[Stored dataset items]
--*--

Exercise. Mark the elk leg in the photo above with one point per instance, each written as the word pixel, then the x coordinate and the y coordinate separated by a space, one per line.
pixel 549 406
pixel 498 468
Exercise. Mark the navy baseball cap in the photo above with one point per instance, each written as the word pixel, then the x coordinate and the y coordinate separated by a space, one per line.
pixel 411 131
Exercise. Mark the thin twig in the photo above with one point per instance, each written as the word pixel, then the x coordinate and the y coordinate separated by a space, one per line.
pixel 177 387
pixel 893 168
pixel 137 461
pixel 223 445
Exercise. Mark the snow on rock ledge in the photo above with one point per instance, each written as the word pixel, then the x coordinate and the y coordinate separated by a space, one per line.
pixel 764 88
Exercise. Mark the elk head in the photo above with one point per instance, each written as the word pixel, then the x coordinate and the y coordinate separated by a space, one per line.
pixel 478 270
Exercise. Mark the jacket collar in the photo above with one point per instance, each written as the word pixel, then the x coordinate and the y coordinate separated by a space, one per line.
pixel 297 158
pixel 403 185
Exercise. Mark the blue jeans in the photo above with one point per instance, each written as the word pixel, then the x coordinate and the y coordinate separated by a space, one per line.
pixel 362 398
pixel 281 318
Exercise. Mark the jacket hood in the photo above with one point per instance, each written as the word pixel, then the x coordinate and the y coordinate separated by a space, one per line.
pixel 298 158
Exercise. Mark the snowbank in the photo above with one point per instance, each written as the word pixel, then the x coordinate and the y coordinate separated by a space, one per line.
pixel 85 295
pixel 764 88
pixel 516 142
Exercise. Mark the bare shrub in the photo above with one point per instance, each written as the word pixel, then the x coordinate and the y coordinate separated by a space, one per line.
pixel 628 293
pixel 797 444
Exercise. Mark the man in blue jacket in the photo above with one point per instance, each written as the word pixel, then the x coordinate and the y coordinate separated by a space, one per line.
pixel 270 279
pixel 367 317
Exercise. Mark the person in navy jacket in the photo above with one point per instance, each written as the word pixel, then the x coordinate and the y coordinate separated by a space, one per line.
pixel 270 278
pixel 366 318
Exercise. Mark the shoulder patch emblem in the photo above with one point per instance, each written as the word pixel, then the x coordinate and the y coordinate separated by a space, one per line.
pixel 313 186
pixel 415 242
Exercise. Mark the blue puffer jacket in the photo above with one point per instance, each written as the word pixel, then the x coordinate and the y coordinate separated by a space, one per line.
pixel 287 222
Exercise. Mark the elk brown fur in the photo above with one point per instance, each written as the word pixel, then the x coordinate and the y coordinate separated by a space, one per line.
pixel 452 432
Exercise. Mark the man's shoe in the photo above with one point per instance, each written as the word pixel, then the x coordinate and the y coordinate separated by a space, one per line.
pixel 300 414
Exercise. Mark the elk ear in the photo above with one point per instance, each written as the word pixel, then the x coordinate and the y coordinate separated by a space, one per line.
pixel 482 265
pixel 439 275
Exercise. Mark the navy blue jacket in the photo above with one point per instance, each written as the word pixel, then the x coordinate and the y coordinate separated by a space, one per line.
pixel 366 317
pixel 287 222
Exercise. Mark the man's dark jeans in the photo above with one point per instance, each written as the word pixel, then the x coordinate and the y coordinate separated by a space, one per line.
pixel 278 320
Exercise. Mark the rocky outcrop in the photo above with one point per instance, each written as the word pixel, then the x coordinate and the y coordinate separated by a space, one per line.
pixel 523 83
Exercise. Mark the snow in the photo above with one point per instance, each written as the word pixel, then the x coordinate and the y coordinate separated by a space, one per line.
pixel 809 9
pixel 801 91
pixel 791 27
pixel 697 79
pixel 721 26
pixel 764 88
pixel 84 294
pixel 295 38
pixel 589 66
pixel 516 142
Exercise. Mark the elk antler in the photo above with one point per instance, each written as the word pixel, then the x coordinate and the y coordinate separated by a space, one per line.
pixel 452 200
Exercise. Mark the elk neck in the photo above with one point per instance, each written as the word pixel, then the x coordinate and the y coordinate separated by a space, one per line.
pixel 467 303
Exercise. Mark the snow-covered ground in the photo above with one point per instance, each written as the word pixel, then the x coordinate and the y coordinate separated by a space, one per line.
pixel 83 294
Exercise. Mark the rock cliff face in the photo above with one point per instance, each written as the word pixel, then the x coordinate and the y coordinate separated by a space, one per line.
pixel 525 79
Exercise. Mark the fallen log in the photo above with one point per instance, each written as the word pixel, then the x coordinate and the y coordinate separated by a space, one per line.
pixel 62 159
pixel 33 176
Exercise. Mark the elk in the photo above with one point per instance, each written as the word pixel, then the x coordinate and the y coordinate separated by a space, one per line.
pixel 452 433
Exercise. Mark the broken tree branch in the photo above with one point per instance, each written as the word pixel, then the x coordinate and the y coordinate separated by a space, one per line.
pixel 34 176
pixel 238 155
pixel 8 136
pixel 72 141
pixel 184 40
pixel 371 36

--*--

**What the exercise asks:**
Line by line, write out the records above exactly.

**Expected output:**
Exercise. Mark the elk leg in the photo above with one point per instance, each written as the word pixel, then the x coordinate and the y coordinate separated by a space, one per line.
pixel 549 406
pixel 498 468
Exercise. Mark the navy baseball cap in the photo above with one point per instance, each written as the word pixel, then the x coordinate and the y coordinate separated by a space, one per line.
pixel 411 131
Exercise. Mark the thin twig in the photo above with one point per instance, each written as the word pixel, then the x coordinate and the y coordinate separated by a space, one per line.
pixel 177 387
pixel 893 168
pixel 137 461
pixel 223 445
Exercise. Mark the snow on rock ledge in the photo above with one point per instance, each written as the word pixel, then the x coordinate and the y coordinate separated by a space, one per line.
pixel 764 88
Exercise. Mark the elk head in the photo above with one point per instance, each written as the word pixel, then the x coordinate and the y coordinate separated by a space, one per line.
pixel 478 270
Exercise. Mark the jacket collar in the photo above with one point per instance, each written as the word pixel, then the x coordinate and the y coordinate separated by a space, one per line.
pixel 297 158
pixel 403 185
Exercise. Mark the blue jeans in the photo above with one point per instance, each written as the word pixel, then the x coordinate and the y coordinate separated by a space, one per line.
pixel 362 398
pixel 281 318
Exercise. Mark the jacket hood in the photo above with one point per instance, each written as the word pixel, then the x coordinate and the y coordinate separated by a space, one per line.
pixel 298 158
Exercise. Mark the snowbank in the photo above with one point per instance, each written as the word pixel, then the x coordinate and the y coordinate separated by a space, one per line.
pixel 85 295
pixel 764 88
pixel 516 142
Exercise. Mark the bare shrub in the photo above with one point per instance, each written as the word pixel, then the x coordinate and the y coordinate separated by a space, one per line.
pixel 628 293
pixel 797 444
Exercise. Mark the man in blue jacket in the photo above with one point per instance, each written as the word pixel, then the x coordinate and the y coordinate separated by a space, one per line.
pixel 270 279
pixel 367 317
Exercise. Mark the person in navy jacket in the photo above with one point per instance, each written as the word pixel, then the x coordinate and the y coordinate separated by a space, one per line.
pixel 270 278
pixel 366 318
Exercise. Mark the shoulder patch emblem in the photo above with one point per instance, each written as the word pixel, then the x coordinate and the y coordinate separated by a space, one per line.
pixel 313 186
pixel 415 242
Exercise. Mark the blue puffer jacket in the photo above with one point per instance, each written as the word pixel, then the x coordinate and the y coordinate separated by a space, one per line.
pixel 287 222
Exercise. Mark the elk brown fur in the photo above with one point per instance, each written as the word pixel, then the x coordinate and the y coordinate separated by a space, one per line.
pixel 452 432
Exercise. Mark the man's shoe in the photo above with one point per instance, each written as the word pixel, then the x coordinate and the y coordinate separated by a space, one per line.
pixel 300 414
Exercise. Mark the elk ear in the photo above with one point per instance, each written as the word pixel, then the x coordinate and the y coordinate separated by a space, one per line.
pixel 482 265
pixel 439 275
Exercise. Mark the navy blue jacket in the photo above with one point per instance, each written as the word pixel, then the x coordinate and the y coordinate separated by a space, one per line.
pixel 366 317
pixel 287 222
Exercise. Mark the man's dark jeans in the photo above with one point per instance, each written as the word pixel, then the x coordinate and the y coordinate separated by a space, one per line.
pixel 278 320
Exercise. Mark the rocky outcrop in the photo above with one point per instance, each written as the word pixel, then the x coordinate and the y coordinate separated by a space, one per line.
pixel 523 83
Exercise. Mark the snow in the photo above with one point per instance, each written as the word pixel, then the x coordinate and the y coordinate separated by a space, one per line.
pixel 809 9
pixel 801 91
pixel 791 27
pixel 697 79
pixel 721 26
pixel 764 88
pixel 84 294
pixel 295 38
pixel 589 66
pixel 516 142
Exercise. Mark the elk antler in the photo above with one point per instance, each written as the word pixel, then the x coordinate and the y coordinate separated by a space, one per line.
pixel 452 200
Exercise. Mark the elk neck in the photo above with one point per instance, each written as the word pixel, then the x coordinate and the y coordinate separated by a space, one per line.
pixel 467 303
Exercise. Mark the snow-covered ground in the photo above with one point per instance, each written as the word pixel, then the x coordinate and the y coordinate separated by a space, one per line.
pixel 83 294
Exercise. Mark the rock cliff face in the photo above with one point per instance, each written as the word pixel, then the x coordinate and the y coordinate separated by a space, one per line.
pixel 525 79
Exercise. Mark the fallen log in the photo above with one point per instance, each written as the word pixel, then the x coordinate and the y coordinate separated by a space, one per line.
pixel 62 159
pixel 33 176
Exercise. Mark the elk in the photo above with one point per instance, each written as the word pixel, then the x coordinate and the y coordinate separated by a space, one per line.
pixel 452 433
Exercise. Mark the broken tree branch in the photo above with one point per instance, each written as the word pixel, then the x coordinate and the y coordinate separated by a space, one per line.
pixel 34 176
pixel 238 155
pixel 8 136
pixel 72 141
pixel 184 40
pixel 371 36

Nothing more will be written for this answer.